Point placement records

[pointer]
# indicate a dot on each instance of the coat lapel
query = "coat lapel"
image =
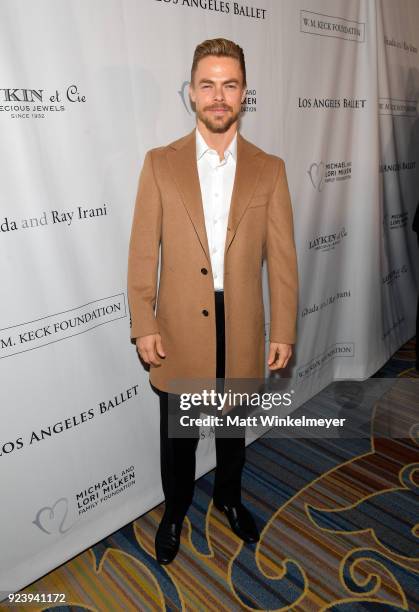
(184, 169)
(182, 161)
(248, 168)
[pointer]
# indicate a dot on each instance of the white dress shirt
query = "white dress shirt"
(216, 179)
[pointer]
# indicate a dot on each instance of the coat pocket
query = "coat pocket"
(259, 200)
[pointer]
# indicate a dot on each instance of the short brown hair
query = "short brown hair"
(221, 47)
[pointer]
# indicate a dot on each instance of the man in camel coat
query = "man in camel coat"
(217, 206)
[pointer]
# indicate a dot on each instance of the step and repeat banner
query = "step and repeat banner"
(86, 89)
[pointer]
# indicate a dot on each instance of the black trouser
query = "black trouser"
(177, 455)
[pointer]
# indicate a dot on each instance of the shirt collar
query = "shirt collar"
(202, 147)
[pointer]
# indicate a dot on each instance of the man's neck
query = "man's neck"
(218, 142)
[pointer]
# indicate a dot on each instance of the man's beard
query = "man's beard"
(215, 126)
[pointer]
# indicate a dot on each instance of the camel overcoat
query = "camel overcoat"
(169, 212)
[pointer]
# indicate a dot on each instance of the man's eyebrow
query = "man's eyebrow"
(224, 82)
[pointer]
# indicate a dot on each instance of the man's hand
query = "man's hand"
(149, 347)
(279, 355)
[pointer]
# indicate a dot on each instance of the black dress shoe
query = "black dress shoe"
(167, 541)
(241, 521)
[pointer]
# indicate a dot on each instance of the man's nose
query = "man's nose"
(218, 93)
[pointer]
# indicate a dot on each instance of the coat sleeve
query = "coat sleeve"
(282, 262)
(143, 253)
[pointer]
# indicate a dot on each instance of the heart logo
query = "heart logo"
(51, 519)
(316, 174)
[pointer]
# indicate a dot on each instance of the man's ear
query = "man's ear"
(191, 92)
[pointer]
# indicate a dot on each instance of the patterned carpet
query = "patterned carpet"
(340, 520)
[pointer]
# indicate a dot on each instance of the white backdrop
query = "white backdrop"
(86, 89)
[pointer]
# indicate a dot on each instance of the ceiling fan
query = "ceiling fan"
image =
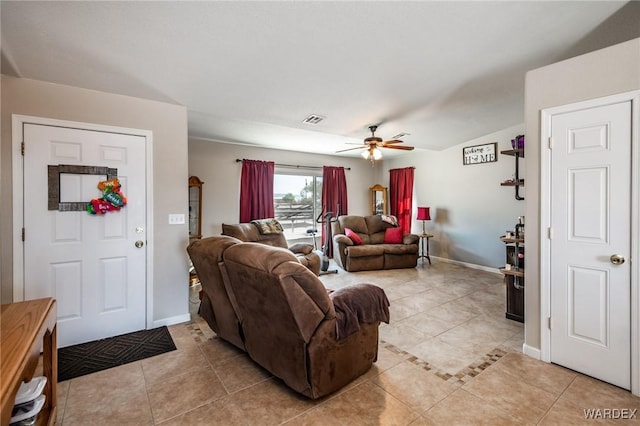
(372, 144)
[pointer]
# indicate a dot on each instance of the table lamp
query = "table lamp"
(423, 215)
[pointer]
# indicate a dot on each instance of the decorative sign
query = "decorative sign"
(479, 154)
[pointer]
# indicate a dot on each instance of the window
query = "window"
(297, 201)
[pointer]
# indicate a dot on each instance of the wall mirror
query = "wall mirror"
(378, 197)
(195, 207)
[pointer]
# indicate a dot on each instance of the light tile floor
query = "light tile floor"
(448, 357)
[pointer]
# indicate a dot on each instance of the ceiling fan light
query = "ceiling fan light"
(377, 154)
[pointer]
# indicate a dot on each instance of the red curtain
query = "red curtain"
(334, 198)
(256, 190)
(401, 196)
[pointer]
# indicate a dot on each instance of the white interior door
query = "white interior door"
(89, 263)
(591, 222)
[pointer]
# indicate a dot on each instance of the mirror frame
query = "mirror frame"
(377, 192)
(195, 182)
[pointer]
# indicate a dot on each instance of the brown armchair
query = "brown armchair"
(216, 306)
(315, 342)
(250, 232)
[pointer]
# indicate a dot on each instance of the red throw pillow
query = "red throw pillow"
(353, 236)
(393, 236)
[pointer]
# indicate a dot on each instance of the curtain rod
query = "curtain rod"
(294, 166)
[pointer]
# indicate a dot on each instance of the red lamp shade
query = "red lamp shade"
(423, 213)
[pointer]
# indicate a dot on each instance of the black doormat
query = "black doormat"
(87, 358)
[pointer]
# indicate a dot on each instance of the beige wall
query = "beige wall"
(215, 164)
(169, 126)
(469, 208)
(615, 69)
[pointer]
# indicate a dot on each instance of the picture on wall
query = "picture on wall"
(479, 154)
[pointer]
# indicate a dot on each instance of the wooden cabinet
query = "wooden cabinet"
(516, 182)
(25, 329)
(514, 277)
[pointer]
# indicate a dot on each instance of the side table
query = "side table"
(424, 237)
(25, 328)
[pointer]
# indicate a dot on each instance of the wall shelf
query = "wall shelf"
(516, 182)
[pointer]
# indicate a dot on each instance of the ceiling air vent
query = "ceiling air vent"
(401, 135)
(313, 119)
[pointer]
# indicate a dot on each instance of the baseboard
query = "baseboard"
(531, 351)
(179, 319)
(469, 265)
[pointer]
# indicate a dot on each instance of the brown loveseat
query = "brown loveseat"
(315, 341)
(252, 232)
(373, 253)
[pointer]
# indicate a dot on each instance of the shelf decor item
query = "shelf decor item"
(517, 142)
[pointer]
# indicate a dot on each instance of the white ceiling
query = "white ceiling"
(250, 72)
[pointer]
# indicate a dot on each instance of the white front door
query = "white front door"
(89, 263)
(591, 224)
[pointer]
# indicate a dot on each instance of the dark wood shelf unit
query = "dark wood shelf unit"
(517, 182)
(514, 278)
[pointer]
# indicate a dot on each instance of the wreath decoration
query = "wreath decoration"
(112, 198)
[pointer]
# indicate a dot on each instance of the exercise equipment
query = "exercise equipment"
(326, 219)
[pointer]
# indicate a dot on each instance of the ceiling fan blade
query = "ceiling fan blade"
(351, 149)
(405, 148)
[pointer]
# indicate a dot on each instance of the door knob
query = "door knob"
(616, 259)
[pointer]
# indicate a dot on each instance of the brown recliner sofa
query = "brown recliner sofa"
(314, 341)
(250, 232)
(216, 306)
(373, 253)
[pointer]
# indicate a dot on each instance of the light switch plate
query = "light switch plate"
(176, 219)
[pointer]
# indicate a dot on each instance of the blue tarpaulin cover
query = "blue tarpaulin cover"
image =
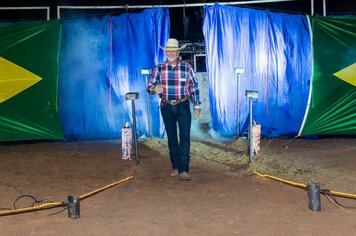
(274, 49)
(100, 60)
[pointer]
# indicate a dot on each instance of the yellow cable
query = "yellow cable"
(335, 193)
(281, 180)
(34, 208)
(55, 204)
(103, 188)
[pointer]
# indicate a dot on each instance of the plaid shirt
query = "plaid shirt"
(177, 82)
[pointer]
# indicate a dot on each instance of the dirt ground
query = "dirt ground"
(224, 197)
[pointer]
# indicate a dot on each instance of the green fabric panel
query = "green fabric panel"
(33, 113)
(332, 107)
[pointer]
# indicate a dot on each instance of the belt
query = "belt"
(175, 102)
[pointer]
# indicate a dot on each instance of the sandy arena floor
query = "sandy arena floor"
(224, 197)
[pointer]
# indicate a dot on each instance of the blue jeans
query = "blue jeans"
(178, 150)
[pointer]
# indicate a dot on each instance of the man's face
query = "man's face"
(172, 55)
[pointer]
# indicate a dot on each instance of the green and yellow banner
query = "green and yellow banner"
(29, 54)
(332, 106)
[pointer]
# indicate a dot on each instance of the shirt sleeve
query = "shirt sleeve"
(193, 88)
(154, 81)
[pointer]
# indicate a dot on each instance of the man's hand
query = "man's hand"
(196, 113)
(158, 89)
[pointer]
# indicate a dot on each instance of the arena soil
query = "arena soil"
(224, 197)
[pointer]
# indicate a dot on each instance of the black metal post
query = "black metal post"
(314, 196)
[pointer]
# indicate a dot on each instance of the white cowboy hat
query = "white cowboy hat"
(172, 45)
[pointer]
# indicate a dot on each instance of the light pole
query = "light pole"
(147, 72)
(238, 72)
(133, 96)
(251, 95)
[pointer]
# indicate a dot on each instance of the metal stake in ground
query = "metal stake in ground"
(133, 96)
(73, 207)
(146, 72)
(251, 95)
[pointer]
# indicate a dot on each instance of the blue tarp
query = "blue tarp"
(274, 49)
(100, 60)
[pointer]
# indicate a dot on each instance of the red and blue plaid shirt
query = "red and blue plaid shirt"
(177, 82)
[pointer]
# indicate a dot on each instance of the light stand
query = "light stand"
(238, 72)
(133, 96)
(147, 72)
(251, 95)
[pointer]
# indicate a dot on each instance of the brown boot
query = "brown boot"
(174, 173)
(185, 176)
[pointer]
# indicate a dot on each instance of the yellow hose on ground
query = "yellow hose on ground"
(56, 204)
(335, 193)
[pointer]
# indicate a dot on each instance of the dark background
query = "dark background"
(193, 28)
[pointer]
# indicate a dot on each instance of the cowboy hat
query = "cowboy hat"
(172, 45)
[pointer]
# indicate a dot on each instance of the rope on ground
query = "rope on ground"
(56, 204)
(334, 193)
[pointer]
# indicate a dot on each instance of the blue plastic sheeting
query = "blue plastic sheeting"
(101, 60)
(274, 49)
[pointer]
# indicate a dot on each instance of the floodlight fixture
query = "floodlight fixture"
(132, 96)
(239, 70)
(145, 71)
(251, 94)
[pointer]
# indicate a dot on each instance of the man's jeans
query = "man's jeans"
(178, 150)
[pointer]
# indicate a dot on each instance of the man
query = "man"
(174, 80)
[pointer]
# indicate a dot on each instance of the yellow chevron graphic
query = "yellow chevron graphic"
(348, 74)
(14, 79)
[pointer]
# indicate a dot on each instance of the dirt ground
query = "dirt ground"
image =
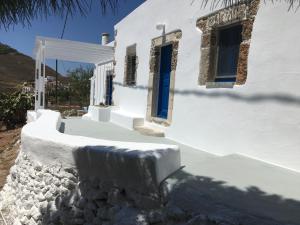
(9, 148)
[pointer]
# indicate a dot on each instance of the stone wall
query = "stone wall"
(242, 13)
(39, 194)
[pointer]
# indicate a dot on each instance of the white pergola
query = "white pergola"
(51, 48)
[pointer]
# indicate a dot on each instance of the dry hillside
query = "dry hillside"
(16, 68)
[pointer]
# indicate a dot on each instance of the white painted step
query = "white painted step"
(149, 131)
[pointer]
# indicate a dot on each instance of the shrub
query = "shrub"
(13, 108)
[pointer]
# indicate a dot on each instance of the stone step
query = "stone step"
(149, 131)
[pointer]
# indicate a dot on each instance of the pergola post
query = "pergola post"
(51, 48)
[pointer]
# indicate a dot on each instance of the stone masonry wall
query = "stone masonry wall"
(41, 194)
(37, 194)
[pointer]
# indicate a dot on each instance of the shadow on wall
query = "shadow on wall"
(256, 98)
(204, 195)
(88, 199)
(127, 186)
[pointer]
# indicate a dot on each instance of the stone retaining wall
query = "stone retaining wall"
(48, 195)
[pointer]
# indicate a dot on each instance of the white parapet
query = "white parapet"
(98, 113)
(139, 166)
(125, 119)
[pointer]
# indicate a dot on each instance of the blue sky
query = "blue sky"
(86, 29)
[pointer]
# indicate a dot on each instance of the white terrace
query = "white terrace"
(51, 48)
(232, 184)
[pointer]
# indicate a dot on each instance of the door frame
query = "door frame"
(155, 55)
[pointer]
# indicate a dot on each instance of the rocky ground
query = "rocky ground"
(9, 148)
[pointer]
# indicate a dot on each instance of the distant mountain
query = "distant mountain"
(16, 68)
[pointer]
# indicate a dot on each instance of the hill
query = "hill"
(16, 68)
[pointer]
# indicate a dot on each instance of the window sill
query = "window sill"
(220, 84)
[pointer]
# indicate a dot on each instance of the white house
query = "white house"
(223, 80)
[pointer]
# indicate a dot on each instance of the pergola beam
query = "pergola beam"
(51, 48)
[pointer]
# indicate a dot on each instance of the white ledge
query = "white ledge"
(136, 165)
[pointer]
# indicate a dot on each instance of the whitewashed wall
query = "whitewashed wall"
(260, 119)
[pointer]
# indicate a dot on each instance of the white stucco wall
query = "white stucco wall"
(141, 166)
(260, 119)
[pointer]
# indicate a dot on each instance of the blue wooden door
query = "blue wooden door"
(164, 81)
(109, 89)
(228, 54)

_Task directions:_ How many lines of the records contain the word "banner"? Reply with only the number.

_Result of the task:_ 4